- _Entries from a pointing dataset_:
*-*-*

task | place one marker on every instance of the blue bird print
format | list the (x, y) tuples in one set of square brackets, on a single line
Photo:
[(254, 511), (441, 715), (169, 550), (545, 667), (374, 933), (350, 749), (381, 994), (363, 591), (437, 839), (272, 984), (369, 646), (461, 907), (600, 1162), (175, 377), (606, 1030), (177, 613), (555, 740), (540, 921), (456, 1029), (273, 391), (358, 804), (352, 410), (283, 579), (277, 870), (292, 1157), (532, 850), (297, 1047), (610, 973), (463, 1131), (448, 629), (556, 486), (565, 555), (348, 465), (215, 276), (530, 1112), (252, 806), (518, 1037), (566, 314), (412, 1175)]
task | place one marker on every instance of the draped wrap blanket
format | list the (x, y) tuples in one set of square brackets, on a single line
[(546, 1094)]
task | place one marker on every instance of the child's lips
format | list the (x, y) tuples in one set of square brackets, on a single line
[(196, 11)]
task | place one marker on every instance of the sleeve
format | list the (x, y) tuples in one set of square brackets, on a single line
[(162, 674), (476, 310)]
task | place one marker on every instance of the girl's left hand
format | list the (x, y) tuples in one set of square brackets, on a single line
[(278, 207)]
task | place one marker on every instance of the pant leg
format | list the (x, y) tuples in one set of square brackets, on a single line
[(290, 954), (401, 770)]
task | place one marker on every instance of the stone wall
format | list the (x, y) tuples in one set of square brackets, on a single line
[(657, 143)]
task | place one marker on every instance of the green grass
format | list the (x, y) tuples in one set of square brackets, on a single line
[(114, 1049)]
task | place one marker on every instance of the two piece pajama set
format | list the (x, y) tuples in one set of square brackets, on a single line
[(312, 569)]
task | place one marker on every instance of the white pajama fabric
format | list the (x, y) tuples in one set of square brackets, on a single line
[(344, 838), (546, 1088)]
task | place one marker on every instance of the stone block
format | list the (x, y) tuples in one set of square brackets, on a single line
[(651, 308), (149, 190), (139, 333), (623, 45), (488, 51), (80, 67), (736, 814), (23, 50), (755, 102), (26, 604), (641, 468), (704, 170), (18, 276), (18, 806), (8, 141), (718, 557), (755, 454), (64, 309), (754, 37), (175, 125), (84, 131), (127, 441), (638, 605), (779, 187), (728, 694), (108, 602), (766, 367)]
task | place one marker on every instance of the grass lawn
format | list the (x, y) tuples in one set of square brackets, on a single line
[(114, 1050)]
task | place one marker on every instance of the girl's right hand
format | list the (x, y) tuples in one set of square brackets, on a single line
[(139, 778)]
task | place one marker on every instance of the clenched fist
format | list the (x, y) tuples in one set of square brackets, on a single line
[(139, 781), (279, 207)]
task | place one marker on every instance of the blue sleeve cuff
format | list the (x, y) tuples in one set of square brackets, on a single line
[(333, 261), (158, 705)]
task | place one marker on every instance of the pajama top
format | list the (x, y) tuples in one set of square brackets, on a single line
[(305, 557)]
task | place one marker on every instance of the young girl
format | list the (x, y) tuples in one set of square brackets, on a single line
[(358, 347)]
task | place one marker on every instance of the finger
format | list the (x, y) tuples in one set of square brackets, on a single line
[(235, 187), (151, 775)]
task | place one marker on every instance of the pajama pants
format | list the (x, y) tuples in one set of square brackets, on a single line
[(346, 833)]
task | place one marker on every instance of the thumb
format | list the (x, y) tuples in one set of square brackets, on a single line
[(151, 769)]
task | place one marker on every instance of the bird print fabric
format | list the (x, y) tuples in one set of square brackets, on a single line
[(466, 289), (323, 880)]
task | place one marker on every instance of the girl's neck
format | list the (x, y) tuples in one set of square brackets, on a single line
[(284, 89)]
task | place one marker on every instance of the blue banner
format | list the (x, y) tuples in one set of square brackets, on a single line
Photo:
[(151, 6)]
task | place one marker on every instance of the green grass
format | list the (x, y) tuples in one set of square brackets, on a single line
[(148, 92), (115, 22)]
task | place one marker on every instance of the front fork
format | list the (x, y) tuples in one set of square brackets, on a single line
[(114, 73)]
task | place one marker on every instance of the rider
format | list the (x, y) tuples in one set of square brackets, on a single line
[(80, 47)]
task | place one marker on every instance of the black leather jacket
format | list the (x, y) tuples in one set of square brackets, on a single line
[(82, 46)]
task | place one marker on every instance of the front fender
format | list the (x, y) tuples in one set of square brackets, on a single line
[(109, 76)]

*-*-*

- _GIVEN REQUEST_: Please reproduce the lines, requests included, starting at the first line and stopping after the one that contains "[(312, 569)]". Scale every coordinate in the answers by 2.1 and round each result to a whole number, with halves rounded up.

- _FINISHED ANSWER_:
task | place one marker on every instance of the blue bird print
format | list the (x, y) tuples in one set of square brackets, on a single line
Photo:
[(533, 1073), (926, 1502), (355, 1155), (1145, 1401), (785, 1959), (735, 1573), (800, 2087), (762, 1241), (918, 1762), (571, 2066), (775, 1357), (968, 1905), (1260, 2440), (368, 792), (1273, 2163), (372, 1287), (1166, 1554), (1134, 1934), (958, 2161), (573, 821), (752, 1688), (739, 861), (594, 1216), (582, 1827), (613, 2430), (1117, 1785), (624, 2199), (1281, 2043), (972, 2375), (941, 1321), (1168, 1021), (1187, 1166), (731, 977), (452, 580), (1113, 2335), (529, 1693), (1088, 2178), (1189, 659), (865, 2468)]
task | place one marker on every instance of the draped wrap blanket
format | list the (x, y) tuples in one set of square brackets, on a single line
[(1147, 2297)]
task | place one marker on every instance of the child's lips
format | list the (x, y) tuples in one set of square brackets, on a single line
[(412, 23)]
task | place one marker on every instance of the sleeve
format | list the (x, y) tuples in one set of square brackets, on a single line
[(340, 1415), (1000, 651)]
task | place one marker on every instance of the girl's left hand
format | list the (x, y) tuples in one set of square brackets, on a single line
[(584, 435)]
task | place one marker on every instance of the pant leg
format | list the (x, y) tuples in one set of square brackets, on a single line
[(609, 2003), (842, 1617)]
task | place one marker on every instance of the stone wall
format | list the (x, y) tuples in one set of square brackets, on a single line
[(1380, 300)]
task | place one marker on every instance of the green grass
format | list the (x, y) tuples in one set of square brackets, on a single line
[(239, 2203)]
task | place one marker on every instance of the two piece pajama set
format | list the (x, y) tuples in one set of square brackets, on a single line
[(655, 1195)]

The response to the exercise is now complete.